DATASET
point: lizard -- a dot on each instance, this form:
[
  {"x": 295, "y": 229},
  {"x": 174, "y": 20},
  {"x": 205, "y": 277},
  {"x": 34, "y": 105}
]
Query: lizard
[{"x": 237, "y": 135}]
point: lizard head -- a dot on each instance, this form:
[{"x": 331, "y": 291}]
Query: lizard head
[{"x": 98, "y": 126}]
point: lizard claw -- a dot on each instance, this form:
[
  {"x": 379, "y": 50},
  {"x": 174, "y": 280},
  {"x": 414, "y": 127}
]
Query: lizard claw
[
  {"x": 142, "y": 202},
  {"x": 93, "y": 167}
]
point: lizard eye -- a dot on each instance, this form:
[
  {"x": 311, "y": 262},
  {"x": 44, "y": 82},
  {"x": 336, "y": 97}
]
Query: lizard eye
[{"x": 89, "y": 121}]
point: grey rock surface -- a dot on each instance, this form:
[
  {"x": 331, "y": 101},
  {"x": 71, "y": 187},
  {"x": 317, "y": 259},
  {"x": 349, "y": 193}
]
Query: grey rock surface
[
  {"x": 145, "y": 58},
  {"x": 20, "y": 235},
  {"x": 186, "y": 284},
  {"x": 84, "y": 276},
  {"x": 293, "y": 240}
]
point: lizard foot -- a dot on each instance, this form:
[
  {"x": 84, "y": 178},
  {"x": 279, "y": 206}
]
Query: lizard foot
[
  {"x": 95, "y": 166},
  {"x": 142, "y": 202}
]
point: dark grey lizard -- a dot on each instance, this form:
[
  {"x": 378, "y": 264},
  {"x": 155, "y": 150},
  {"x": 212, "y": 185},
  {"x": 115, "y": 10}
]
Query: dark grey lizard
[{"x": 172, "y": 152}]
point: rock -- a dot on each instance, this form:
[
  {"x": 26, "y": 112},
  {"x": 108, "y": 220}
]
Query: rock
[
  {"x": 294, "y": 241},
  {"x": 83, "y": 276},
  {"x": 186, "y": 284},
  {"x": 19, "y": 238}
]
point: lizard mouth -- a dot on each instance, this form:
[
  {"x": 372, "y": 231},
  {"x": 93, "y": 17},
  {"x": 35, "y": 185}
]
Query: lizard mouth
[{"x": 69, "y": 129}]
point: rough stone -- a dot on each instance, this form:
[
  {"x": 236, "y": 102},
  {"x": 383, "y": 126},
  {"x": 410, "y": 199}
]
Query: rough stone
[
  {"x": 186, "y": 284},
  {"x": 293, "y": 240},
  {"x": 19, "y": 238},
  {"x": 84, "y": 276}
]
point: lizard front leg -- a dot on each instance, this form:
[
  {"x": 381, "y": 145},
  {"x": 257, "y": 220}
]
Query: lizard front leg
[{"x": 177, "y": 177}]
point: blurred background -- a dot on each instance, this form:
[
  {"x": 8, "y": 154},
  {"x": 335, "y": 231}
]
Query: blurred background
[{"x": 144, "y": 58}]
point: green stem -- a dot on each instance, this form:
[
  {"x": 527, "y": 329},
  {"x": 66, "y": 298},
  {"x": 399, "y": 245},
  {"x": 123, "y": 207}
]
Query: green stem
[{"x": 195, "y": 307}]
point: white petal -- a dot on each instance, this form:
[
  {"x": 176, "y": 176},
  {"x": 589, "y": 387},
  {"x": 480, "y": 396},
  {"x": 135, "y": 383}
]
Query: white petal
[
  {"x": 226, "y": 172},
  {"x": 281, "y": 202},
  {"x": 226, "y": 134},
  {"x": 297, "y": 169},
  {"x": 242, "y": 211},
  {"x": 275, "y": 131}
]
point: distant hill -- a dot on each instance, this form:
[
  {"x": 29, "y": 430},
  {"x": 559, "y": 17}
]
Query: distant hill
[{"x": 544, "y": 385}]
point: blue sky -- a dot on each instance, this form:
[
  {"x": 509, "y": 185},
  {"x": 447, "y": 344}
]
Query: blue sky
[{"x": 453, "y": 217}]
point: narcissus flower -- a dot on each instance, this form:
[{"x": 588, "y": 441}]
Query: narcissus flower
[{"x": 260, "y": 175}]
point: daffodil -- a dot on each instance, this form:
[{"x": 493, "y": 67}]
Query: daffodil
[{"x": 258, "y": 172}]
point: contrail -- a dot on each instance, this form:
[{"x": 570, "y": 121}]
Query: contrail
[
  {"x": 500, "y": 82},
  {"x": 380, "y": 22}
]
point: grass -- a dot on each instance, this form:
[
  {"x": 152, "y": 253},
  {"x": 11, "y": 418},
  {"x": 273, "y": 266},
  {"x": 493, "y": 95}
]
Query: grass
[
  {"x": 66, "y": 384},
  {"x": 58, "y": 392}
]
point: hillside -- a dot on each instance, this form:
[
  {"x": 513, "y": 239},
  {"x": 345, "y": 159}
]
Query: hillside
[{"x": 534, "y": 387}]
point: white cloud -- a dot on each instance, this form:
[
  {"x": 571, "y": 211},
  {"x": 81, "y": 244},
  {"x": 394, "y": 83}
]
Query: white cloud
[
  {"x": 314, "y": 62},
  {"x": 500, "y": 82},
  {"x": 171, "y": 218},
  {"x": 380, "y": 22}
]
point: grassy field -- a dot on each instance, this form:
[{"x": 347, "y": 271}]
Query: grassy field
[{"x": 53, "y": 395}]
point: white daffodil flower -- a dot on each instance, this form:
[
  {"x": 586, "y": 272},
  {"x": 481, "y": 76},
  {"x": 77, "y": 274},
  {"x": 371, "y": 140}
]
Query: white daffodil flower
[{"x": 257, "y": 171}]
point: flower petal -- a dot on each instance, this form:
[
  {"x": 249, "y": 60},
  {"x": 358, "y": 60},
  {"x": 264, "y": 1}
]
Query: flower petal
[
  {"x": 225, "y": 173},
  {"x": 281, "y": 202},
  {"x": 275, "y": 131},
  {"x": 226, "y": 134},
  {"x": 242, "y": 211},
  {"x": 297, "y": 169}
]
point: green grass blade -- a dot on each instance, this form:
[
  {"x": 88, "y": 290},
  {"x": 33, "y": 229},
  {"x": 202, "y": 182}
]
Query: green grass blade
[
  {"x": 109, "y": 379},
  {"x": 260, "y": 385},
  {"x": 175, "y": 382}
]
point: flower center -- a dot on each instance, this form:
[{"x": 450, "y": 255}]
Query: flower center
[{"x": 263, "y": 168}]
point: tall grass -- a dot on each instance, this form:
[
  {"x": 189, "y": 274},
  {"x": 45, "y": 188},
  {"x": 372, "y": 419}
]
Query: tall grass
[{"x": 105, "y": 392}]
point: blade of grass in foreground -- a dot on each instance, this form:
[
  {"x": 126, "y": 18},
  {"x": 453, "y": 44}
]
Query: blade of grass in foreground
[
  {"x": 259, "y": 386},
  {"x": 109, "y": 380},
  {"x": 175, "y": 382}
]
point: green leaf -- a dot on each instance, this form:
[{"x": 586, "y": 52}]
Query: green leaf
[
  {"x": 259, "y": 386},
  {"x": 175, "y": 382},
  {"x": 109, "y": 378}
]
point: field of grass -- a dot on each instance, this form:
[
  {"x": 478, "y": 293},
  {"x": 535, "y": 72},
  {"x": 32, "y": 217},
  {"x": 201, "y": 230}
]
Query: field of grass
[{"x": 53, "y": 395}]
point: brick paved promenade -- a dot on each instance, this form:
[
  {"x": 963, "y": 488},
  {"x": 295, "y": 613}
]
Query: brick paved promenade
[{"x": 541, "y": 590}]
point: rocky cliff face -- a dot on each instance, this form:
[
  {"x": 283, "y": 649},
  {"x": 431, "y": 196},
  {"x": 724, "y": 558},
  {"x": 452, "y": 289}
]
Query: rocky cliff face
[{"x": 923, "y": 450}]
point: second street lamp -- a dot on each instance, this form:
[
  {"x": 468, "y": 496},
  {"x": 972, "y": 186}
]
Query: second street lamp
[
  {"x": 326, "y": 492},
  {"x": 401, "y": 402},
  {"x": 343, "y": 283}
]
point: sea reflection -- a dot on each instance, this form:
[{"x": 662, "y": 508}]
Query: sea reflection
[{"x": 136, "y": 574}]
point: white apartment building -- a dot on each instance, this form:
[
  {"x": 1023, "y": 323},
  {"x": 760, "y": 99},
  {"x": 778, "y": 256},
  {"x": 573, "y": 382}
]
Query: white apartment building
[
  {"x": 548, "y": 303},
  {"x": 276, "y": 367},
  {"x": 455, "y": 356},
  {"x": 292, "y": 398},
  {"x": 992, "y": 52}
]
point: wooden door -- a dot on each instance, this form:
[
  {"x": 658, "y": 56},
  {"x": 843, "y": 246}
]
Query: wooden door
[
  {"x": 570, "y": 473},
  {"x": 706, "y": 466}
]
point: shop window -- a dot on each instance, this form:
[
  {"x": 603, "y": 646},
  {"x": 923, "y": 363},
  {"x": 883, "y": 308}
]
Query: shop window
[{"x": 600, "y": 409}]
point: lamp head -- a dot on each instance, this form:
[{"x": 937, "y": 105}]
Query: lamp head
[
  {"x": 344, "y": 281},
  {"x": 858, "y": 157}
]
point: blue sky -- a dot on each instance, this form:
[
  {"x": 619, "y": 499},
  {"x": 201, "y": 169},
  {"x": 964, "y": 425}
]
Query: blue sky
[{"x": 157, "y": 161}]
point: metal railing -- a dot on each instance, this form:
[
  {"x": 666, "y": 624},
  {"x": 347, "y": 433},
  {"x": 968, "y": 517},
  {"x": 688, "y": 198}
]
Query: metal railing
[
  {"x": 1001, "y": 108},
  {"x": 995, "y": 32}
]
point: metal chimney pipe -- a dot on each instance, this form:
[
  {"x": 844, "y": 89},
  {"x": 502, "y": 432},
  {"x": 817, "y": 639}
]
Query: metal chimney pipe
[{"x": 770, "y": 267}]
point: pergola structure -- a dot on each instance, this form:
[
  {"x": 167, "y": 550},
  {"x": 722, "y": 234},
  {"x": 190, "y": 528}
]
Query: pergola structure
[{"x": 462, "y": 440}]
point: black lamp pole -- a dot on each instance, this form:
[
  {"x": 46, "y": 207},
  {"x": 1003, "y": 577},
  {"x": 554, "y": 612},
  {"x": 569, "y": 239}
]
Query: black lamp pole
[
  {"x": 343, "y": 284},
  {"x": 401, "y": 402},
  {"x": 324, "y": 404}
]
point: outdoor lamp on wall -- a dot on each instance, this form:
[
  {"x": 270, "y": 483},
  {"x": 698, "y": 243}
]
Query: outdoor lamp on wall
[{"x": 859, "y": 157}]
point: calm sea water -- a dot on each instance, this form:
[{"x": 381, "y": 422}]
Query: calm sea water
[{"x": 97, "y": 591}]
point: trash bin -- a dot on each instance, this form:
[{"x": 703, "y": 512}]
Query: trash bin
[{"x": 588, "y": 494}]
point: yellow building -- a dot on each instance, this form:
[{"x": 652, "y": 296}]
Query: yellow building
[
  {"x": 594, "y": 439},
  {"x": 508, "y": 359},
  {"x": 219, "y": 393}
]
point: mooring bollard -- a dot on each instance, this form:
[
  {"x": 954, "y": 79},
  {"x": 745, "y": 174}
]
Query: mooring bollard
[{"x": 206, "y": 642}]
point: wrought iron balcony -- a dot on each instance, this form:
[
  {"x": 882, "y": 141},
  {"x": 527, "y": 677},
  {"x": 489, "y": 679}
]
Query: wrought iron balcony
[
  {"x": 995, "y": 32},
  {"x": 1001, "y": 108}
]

REQUIREMENTS
In the entries above, take the line containing "point: black lamp" and each later line through the last, and repeat them exactly. Output nothing else.

CORRECT RESULT
point: black lamp pole -- a dot on each instance, this form:
[
  {"x": 46, "y": 207},
  {"x": 1003, "y": 577},
  {"x": 554, "y": 612},
  {"x": 569, "y": 239}
]
Query: black lamp pole
[
  {"x": 343, "y": 284},
  {"x": 401, "y": 402},
  {"x": 324, "y": 404}
]
point: outdoor lamp on wall -- a dot on each instance, this form:
[
  {"x": 270, "y": 483},
  {"x": 698, "y": 243}
]
Query: outdoor lamp on wall
[{"x": 859, "y": 157}]
point: calm sea water -- a dot on each instance, this form:
[{"x": 381, "y": 422}]
Query: calm sea water
[{"x": 97, "y": 591}]
point: trash bin -- a dot on each instance, this form:
[{"x": 703, "y": 512}]
Query: trash bin
[{"x": 588, "y": 494}]
point: yellow building -- a dot on each instance, this form:
[{"x": 652, "y": 296}]
Query: yellow building
[
  {"x": 594, "y": 439},
  {"x": 508, "y": 359},
  {"x": 219, "y": 393}
]
point: mooring bollard -- a dot on each instance, this form:
[
  {"x": 954, "y": 79},
  {"x": 745, "y": 174}
]
Query: mooring bollard
[{"x": 206, "y": 642}]
point: wrought iron balcony -- a dot on each instance, this form:
[
  {"x": 882, "y": 141},
  {"x": 527, "y": 677},
  {"x": 489, "y": 679}
]
Query: wrought iron balcony
[
  {"x": 995, "y": 32},
  {"x": 1001, "y": 108}
]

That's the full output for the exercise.